- Required task:
List every line of the material below that contains the word "plant", copying each line in full.

- Data excerpts:
◇ ◇ ◇

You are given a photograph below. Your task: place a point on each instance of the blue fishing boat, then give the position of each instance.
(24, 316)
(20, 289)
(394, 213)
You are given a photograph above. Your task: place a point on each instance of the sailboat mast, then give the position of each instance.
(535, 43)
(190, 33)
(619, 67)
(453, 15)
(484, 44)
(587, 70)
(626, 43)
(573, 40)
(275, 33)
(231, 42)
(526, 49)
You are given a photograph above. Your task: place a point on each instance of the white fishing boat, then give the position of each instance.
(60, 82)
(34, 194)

◇ ◇ ◇

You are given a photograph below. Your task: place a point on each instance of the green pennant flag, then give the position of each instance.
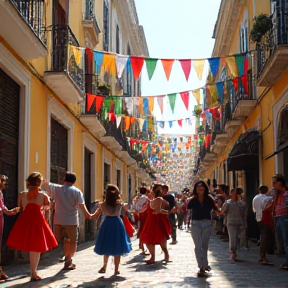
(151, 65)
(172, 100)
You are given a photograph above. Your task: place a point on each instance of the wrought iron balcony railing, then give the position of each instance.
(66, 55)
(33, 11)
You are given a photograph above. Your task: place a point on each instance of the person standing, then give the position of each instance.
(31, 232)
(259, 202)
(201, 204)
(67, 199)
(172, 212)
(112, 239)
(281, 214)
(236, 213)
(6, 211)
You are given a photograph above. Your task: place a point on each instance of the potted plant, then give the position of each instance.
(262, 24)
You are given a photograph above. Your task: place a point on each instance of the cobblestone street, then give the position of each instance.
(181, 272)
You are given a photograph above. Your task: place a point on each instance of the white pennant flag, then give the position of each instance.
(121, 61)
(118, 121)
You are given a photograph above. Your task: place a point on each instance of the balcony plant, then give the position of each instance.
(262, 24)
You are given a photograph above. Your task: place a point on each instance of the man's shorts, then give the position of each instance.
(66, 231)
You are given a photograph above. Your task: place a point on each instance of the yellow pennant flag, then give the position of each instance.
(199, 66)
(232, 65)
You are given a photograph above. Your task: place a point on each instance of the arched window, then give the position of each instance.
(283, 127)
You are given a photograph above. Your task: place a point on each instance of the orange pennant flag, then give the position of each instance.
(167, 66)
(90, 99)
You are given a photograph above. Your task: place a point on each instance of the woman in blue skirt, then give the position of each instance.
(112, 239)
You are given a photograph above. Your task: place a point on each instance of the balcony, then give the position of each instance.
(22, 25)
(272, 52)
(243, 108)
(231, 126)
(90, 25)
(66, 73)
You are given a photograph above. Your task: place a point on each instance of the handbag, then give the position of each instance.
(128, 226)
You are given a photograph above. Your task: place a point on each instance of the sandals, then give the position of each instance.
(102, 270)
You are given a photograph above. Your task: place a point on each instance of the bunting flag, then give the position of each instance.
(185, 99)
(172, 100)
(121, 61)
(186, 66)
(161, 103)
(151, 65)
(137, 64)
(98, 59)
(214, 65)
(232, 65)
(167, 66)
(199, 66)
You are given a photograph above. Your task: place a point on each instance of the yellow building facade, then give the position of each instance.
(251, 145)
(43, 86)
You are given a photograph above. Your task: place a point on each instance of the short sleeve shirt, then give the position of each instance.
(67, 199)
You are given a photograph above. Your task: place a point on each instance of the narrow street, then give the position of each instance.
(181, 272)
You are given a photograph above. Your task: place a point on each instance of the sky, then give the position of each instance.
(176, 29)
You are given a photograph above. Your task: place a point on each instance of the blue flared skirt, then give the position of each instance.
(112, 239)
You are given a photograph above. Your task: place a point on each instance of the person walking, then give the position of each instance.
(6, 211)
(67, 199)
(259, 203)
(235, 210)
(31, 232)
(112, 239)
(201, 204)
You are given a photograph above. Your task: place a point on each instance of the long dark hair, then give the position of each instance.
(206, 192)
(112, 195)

◇ ◇ ◇

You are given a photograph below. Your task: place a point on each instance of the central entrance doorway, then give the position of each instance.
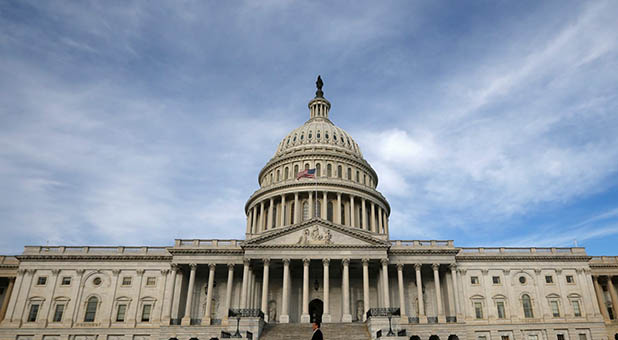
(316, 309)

◇ ◇ ◇

- Completed exercise:
You are given a photograph above. Your task: place a point on each instance of the potted plant, then give the position of each instance.
You are given a photograph above. Your task: place a point on each instance of the balcony plant, then give the position of each instance.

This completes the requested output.